begin Page excerpt

PASS SEC FOR SBOONE 
PASS FEDERAL RESERVE 
STATE FOR EB/IFD AND EUR/WE 
TREASURY FOR DO/IM MSOBEL AND LHULL 
TREASURY ALSO FOR DO/IMB AND DO/E WDINKELACKER 
LABOR FOR ILAB 
USDOC FOR 4212/MAC/EUR/OEUR 
 
E.O. 12958: N/A 
TAGS: EFIN ECON FR
SUBJECT: GOF PROGRESS ON SARBANES OXLEY WHISTLEBLOWER DRAFT 
GUIDELINES 
 
 
SENSITIVE BUT UNCLASSIFIED.  NOT FOR INTERNET DISTRIBUTION 
 
1.  (SBU) SUMMARY AND ACTION REQUEST: We have received draft 
French guidelines that would permit companies to use anonymous 
hotlines per Sarbanes Oxley requirements, and would welcome 
Washington views on the draft, ideally before November 8.  END 
SUMMARY. 
 
2. (SBU) Staff members from the French privacy protection agency, 
CNIL, which blocked firms from implementing whistleblower 
hotlines in France, have issued draft guidelines that would allow 
hotlines under certain conditions.  CNIL has circulated the draft 
informally to interested parties, to get input before presenting 
the draft to its Board of Commissioners for final approval.  The 
next Board meeting is expected to occur on November 8.

end Page excerpt
begin Dataset entries

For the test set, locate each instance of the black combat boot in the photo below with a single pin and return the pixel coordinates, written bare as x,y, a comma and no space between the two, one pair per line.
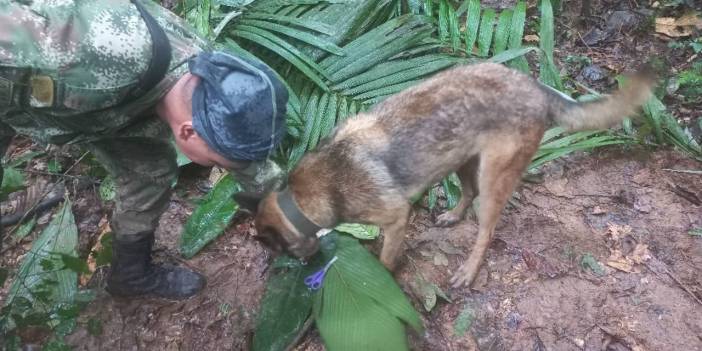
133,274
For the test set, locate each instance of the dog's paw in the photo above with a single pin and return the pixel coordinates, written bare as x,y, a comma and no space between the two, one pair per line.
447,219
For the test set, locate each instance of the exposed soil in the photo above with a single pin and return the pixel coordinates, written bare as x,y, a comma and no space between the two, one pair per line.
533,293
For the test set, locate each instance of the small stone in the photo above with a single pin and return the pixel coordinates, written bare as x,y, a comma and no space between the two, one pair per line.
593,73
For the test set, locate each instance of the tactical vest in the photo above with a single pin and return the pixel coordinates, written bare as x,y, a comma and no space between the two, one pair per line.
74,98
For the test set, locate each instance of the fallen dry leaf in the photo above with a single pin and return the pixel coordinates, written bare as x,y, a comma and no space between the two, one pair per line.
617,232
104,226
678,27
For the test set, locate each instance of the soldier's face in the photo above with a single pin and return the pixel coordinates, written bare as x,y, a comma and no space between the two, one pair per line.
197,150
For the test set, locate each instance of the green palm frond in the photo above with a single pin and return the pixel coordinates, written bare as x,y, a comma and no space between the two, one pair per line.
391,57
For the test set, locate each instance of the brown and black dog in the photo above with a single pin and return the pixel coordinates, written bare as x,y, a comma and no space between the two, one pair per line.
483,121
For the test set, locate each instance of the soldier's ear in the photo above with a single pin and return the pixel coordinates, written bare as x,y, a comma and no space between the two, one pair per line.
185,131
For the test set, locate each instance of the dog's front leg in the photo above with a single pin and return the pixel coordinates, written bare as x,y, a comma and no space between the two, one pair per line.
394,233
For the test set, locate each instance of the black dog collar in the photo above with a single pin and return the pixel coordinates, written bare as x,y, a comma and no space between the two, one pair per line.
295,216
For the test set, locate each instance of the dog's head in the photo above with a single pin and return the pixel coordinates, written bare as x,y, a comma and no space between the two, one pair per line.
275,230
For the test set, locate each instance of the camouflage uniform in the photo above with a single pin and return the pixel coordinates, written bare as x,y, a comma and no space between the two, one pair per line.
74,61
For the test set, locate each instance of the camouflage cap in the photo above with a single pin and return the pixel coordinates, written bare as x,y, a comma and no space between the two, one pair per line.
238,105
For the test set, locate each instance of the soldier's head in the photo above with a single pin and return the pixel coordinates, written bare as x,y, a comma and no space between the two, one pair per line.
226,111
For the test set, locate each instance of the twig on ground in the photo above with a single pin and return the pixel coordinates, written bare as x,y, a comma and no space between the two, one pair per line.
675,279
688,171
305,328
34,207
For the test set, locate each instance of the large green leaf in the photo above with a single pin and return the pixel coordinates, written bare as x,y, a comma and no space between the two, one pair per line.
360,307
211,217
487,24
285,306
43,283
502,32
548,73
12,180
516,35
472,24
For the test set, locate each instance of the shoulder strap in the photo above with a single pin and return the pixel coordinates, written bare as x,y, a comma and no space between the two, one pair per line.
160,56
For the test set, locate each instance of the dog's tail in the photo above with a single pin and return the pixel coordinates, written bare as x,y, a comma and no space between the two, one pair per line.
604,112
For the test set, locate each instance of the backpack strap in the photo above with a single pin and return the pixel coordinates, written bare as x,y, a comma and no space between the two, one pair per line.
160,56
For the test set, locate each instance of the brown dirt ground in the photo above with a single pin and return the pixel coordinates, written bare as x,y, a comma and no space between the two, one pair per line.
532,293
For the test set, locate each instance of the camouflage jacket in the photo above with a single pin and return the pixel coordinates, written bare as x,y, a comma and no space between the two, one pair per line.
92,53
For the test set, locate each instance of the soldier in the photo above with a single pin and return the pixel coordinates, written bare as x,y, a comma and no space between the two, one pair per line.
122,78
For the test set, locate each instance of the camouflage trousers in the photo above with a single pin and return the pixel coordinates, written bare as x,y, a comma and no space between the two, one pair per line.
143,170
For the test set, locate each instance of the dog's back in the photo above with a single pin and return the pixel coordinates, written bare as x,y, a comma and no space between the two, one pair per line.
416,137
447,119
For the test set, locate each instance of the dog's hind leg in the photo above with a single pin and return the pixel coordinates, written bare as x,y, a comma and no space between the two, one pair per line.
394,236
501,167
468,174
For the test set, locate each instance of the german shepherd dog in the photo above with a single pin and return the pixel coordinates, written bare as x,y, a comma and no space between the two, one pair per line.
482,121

end Dataset entries
begin Dataset entries

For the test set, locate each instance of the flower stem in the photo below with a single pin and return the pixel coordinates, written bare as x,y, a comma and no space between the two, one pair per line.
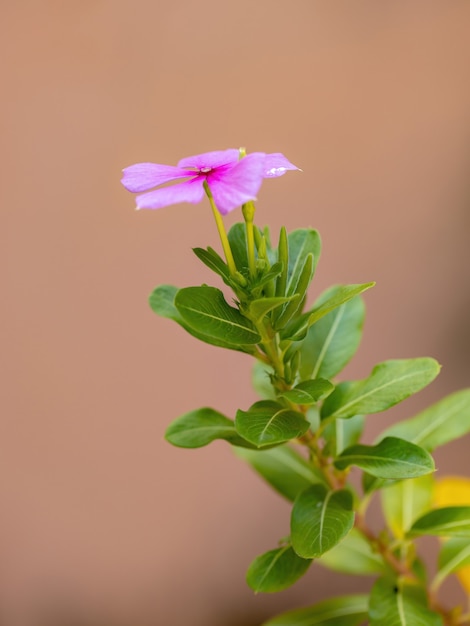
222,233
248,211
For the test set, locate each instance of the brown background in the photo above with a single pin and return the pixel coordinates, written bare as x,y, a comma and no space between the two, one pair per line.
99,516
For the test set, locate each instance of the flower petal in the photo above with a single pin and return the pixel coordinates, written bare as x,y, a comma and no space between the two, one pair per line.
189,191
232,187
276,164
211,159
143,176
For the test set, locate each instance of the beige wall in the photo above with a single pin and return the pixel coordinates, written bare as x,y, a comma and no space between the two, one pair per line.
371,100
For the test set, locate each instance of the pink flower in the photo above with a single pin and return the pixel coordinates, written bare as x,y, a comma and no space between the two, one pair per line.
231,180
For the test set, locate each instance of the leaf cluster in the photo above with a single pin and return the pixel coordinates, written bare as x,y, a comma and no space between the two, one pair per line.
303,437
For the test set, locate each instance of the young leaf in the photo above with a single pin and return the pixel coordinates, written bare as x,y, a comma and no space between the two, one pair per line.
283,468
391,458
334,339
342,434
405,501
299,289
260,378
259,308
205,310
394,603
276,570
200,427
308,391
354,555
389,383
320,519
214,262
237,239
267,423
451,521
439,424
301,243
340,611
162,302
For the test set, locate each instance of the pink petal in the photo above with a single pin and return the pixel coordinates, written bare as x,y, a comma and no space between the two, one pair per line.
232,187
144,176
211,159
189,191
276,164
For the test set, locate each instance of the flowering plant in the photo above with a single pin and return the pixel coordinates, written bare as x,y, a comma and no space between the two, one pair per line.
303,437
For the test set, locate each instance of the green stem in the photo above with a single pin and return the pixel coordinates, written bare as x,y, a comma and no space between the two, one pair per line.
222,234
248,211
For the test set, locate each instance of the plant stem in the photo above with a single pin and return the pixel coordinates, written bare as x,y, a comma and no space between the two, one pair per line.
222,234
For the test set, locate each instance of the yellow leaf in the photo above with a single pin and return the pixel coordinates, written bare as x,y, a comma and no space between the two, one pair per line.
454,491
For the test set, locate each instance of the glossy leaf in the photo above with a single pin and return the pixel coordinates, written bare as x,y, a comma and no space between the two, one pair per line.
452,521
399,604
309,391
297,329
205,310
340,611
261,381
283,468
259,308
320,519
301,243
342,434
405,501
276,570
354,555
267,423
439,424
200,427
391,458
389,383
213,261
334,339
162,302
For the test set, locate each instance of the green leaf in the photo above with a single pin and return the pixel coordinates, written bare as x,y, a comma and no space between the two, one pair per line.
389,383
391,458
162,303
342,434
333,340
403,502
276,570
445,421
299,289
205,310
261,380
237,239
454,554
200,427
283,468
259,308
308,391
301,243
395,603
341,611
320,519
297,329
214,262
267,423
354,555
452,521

end Dataset entries

**Required task**:
Continue the cable above about CNIL's draft whistleblower hotline guidelines, picking up after its last sentence.

**Exercise output**:
3.  (SBU) Separately, we met with Marc Guillaume, Director of 
Civil Affairs in the Ministry of Justice (upon which the CNIL 
depends).  His view is that Sarbanes Oxley requirements are 
illegal under international law, inasmuch as they have 
extraterritorial effects that are not based on the concepts of 
personal or territorial jurisdiction.  He suggested the best 
solution would be to amend the US law, citing a number of other 
laws that had been deemed extraterritorial and subsequently had 
been amended. 
 
4.  (SBU) We have also met with a number of interested parties to 
discuss at length the draft text.  Most are encouraged by the 
possibility that hotlines will be permitted.  Some remain 
concerned that the French guidelines still are too narrow to 
accommodate reporting obligations that arise outside of the 
accounting and auditing areas covered by Sarbanes Oxley.  Others 
expressed concern about a German decision that struck down a 
hotline set up by Wal-Mart, because it had failed to have its 
code of conduct approved by the German Works Council prior to 
implementation. 
 
5.  (SBU) The draft text, in its English translation, reads as 
follows: 
 
BEGIN TEXT: 
Draft guidelines for the implementation of whistleblowing schemes 
under the French Data Protection Act of January 6th, 1978, as 
amended on August 6th, 2004 
 
Warning : This document was prepared by the CNIL's internal 
departments, under the supervision of Mr. Hubert Bouchet, 
commissioner in charge of the sector of labor affairs. It has not 
been submitted to, and is not binding on, the Commission (CNIL). 
It will be submitted to the Commission for approval after 
official consultation of public authorities, professional 
organizations, trade unions and expert associations. 
 
The Commission nationale de l'informatique et des libertes (CNIL)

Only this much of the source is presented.